(Beginning of EXERCISE MATERIALS)

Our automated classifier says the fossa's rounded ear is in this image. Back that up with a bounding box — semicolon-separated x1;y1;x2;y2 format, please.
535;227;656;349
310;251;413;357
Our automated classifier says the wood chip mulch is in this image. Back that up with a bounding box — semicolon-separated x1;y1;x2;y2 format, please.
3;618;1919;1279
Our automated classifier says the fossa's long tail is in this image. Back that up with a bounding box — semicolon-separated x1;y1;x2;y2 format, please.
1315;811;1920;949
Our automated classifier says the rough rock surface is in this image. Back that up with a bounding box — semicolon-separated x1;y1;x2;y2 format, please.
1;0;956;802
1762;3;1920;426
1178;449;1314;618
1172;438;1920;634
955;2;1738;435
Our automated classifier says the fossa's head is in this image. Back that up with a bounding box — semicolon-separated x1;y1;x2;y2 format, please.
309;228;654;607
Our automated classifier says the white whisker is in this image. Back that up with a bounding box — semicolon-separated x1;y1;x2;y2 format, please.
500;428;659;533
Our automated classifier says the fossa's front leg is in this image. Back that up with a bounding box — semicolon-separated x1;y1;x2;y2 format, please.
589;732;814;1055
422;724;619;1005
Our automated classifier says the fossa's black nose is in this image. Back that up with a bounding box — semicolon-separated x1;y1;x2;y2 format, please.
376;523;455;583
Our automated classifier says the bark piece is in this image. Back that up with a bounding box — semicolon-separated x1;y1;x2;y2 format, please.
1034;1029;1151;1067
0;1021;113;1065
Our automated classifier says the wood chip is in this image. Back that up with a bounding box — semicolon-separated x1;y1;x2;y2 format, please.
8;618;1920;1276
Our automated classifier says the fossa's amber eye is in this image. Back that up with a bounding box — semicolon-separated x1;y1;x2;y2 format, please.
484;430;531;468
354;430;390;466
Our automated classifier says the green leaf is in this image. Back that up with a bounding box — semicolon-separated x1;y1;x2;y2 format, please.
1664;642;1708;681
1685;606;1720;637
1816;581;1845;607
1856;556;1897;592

(End of EXERCISE MATERIALS)

Write out the complete set of records exactly as given.

EXPECTED OUTPUT
Our automated classifier says the fossa's rounded ear is in this image. Back that up with a bounding box — semicolon-separated x1;y1;x2;y2 format, please.
535;227;656;349
310;251;413;357
Our automated classifier says the wood chip mulch is in this image. Back that up with a bounding box — semicolon-separated x1;y1;x2;y2 format, please.
3;618;1919;1279
Our automated classifier says the fossa's long tail is in this image. Back that up with a bounding box — semicolon-separated x1;y1;x2;y2 format, please.
1315;811;1920;949
Our automated classifier says the rough rock surface is in this image. Back that up with a bounding box — semicolon-separated x1;y1;x2;y2 format, please.
1;0;956;802
1762;3;1920;426
1178;449;1314;618
1172;438;1920;634
955;2;1738;435
Our automated classifier says the fossa's head is in this image. Back that up with a bounding box — semicolon-separated x1;y1;x2;y2 format, please.
309;228;654;607
Our automated classifier says the white whisker is in this image. Back that up with a bounding box — semicolon-separated x1;y1;x2;y2 format, please.
500;428;659;533
Our automated classifier says the fossa's front leg is in this image. Back that up with a bounding box — semicolon-separated x1;y1;x2;y2 format, please.
589;732;814;1055
422;724;619;1005
Our automated classifier says the fossa's black nose is in this image. Back that up with a bounding box — semicolon-separated x1;y1;x2;y2 format, please.
376;523;455;583
Our automated classifier says the bark piece is in this image. Back that up with a bounding box — semicolon-separated x1;y1;x2;y2 format, please.
1034;1029;1151;1067
0;1021;113;1065
Our automated classifier says the wood chip is in this image. Back that up with a bounding box — semicolon-separated x1;y1;x2;y2 format, please.
8;618;1920;1276
Our automated classifier says the fossa's amber eye is in this image. Back that up with a bounding box — semicolon-separated x1;y1;x2;y2 format, please.
484;430;531;468
354;430;390;466
Our automated classifier says the green leaf is in this image. Back that up with a bounding box — semicolon-separated x1;y1;x2;y2 format, please.
1664;642;1708;681
1685;606;1720;637
1816;581;1845;607
1856;556;1897;592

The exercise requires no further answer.